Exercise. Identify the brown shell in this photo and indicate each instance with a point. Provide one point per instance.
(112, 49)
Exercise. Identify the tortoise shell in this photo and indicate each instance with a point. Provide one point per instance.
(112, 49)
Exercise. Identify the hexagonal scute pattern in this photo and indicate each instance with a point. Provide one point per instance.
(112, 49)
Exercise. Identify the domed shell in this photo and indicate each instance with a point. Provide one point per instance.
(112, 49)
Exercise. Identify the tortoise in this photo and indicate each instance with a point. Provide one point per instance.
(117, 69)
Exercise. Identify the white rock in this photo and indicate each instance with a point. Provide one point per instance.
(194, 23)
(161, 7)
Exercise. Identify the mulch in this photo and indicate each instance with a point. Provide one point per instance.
══════
あなたの課題: 上のデータの「Identify」をすべて「Locate」に変えると、各行はどうなりますか？ほかの部分は一切変えずに書き直してください。

記述解答:
Exercise. Locate the brown shell in this photo and indicate each instance with a point. Provide one point per instance.
(112, 49)
Exercise. Locate the tortoise shell in this photo and indicate each instance with a point. Provide one point per instance.
(112, 49)
Exercise. Locate the hexagonal scute pattern in this photo and indicate each instance with a point. Provide one point per instance.
(112, 49)
Exercise. Locate the domed shell in this photo and indicate each instance with a point. Provide one point per instance.
(112, 49)
Exercise. Locate the tortoise in this photo and indicate each instance with a point. Provide one point per instance.
(117, 69)
Exercise. Locate the white rock in this photo and indicate each instance with a point. Provide one point per instance.
(194, 23)
(161, 7)
Exercise. Locate the mulch in this photo and indicate each instance with a point. Provide one point per instance.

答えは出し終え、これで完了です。